+++ Source records +++

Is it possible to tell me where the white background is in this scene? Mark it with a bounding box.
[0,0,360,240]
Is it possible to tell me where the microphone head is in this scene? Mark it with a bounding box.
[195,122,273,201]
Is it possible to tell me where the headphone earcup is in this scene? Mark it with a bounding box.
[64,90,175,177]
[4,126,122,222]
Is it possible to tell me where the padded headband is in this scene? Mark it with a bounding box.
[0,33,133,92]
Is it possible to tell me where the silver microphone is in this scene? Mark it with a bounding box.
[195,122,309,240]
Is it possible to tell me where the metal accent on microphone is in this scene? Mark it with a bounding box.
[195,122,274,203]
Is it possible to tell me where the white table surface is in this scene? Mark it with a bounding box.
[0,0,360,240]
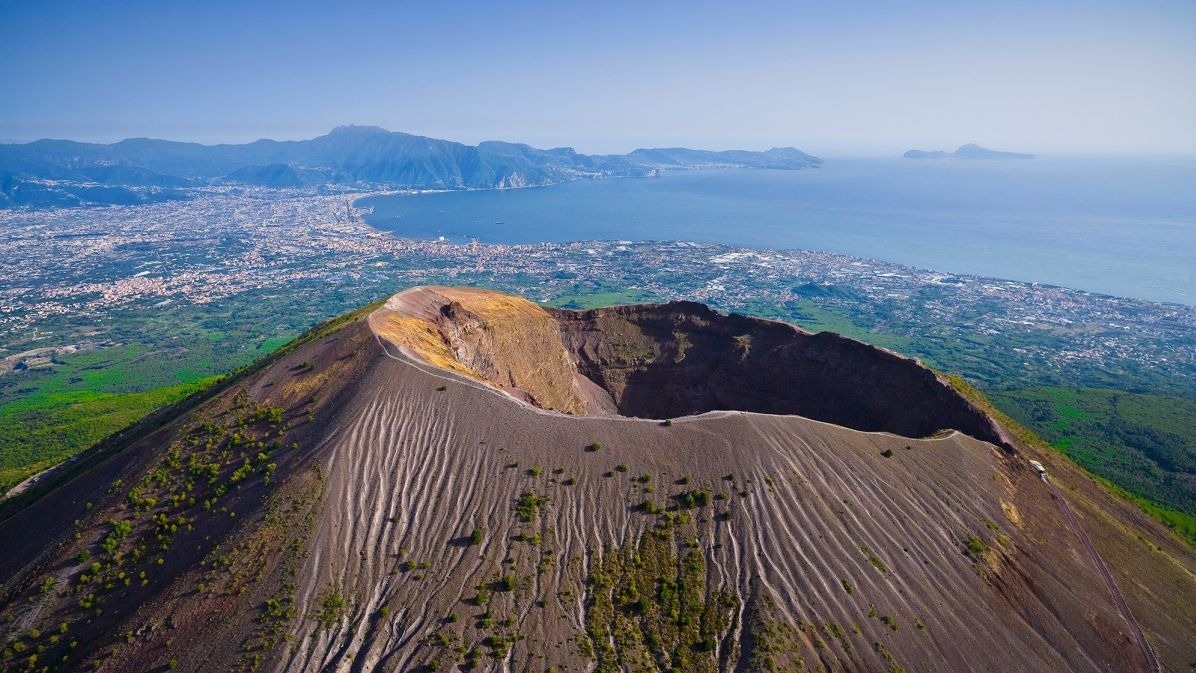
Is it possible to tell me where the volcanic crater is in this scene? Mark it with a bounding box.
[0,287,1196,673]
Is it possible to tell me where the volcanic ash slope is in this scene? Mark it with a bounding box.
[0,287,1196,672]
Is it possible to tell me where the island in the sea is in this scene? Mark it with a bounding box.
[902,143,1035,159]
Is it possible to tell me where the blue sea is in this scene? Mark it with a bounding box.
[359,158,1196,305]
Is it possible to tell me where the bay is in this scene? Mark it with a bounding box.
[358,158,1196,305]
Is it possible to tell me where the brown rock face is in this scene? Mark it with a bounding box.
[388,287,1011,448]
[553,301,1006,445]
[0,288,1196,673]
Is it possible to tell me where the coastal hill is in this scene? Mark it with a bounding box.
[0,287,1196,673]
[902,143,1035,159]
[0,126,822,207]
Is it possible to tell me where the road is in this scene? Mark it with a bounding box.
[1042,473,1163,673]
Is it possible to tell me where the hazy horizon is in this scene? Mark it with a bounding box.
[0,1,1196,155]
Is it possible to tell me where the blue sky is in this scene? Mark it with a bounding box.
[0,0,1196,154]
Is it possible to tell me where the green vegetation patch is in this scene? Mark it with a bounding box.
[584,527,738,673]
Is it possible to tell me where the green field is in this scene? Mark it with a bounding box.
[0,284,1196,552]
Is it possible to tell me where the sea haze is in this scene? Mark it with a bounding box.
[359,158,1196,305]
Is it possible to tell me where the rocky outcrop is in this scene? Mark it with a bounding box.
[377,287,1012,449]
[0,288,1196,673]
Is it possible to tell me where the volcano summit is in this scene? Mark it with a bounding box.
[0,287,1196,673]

+++

- **Task brief**
Convert all of the data above into a JSON list of strings, one string for each line, with blank lines left out. Omit the picture markers.

- **Task output**
[
  "Is it possible to tell me where the white background is in this scene? Mark it with a bounding box.",
  "[0,0,360,240]",
  "Is it possible to tell me where the microphone head is in this scene? Mark it with a bounding box.",
  "[195,122,273,201]",
  "Is it possible to tell me where the headphone earcup is in this scene? Mark it with a bounding box.",
  "[64,90,175,177]",
  "[4,126,122,222]",
  "Is it possible to tell me where the padded headband is in this scene? Mark it with a bounding box.",
  "[0,33,133,92]",
  "Is it possible to tell me where the silver microphone is in this scene? Mark it with a bounding box.",
  "[195,122,309,240]",
  "Is it possible to tell me where the metal accent on microphone is in this scene? Mark it with a bounding box.",
  "[195,122,274,203]",
  "Is it possible to tell me where the white table surface is in this scene? Mark it with a bounding box.",
  "[0,0,360,240]",
  "Is it possible to tell me where the volcanic crater is in this scene? Mark it with a bounding box.",
  "[0,287,1196,673]",
  "Is it possible to tell me where the volcanic ash slope is in this scene? Mark it with a bounding box.",
  "[0,287,1196,672]",
  "Is it possible to tell me where the island in the sea is in this scene? Mark it with a bounding box.",
  "[902,143,1035,159]",
  "Is it possible to tell me where the blue sea is in this scene? Mark it with a bounding box.",
  "[359,158,1196,305]",
  "Is it possible to tell me where the bay is in this scene? Mark it with a bounding box.",
  "[358,158,1196,305]",
  "Is it possible to tell me where the brown rock face is in this scene? Mark it with a bounding box.",
  "[388,287,1011,448]",
  "[553,301,1006,445]",
  "[0,288,1196,673]",
  "Is it possible to tell me where the coastal hill is in this scene? Mark it with a bounding box.",
  "[0,287,1196,673]",
  "[902,143,1035,159]",
  "[0,126,822,207]",
  "Is it possible to tell me where the road is in this scene? Mark it with a bounding box.",
  "[1042,473,1163,673]",
  "Is it possible to tell me where the hazy horizon is in this scene? Mark it with a bounding box.",
  "[0,1,1196,155]",
  "Is it possible to tell me where the blue sky is in this scene? Mark it with a bounding box.",
  "[0,0,1196,154]",
  "Is it possible to tell me where the green vegetation patch is in this scene? Mark it with a bounding box.",
  "[584,527,738,673]",
  "Is it possible to tell me where the green field is in this scene? Mark it with a bounding box.",
  "[0,284,1196,552]",
  "Is it possible to tell me where the sea haze is in this scene? Mark it with a bounding box.",
  "[359,158,1196,305]",
  "Is it possible to tell me where the rocky outcrop is in this scene? Mark it with a bounding box.",
  "[377,287,1012,449]",
  "[0,288,1196,673]",
  "Is it possible to tell me where the volcano summit is in this scene? Mark it with a bounding box.",
  "[0,287,1196,673]"
]